═══ Records for processing ═══

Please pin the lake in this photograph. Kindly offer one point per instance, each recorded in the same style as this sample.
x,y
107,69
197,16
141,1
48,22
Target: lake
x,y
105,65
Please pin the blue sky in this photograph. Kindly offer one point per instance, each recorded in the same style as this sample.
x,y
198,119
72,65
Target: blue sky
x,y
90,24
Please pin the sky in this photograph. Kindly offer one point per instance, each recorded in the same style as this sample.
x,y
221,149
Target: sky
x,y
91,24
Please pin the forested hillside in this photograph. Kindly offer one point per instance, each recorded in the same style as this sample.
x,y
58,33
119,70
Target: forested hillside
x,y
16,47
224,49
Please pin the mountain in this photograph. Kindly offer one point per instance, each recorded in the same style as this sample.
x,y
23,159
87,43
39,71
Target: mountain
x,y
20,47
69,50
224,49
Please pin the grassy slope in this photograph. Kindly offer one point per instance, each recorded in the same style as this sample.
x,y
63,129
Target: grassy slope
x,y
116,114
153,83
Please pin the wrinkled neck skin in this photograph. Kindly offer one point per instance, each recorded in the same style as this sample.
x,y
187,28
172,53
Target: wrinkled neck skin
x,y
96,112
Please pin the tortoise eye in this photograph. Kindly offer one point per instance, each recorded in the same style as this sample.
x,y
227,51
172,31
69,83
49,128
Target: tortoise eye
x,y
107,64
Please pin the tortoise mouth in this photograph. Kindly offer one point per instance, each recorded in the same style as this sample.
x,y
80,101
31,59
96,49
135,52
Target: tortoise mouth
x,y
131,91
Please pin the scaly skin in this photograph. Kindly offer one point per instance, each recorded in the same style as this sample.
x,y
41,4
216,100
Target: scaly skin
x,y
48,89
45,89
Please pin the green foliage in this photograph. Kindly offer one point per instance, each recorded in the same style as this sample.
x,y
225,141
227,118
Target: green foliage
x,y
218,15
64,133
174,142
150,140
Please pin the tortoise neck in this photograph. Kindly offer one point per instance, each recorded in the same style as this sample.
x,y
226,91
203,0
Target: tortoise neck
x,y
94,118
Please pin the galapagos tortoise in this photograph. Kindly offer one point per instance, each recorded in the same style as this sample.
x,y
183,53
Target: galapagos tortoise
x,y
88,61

═══

:: Aim of the task ::
Copy the items again, requests included, beginning at the line that has "Please pin the tortoise neck" and continuing through the end of the items. Shift every coordinate in the answers by adding 65 to each number, and leave all other numbers unchanged.

:: Finished task ::
Please pin the tortoise neck in this photograph. Kindly offer one point per instance, each recorded in the same style as this sample.
x,y
226,91
203,0
Target: tortoise neck
x,y
159,183
Please pin the galapagos tortoise in this photograph. Kindly offer one point per instance, each recorded in the same style as this sample.
x,y
183,53
Target: galapagos tortoise
x,y
153,126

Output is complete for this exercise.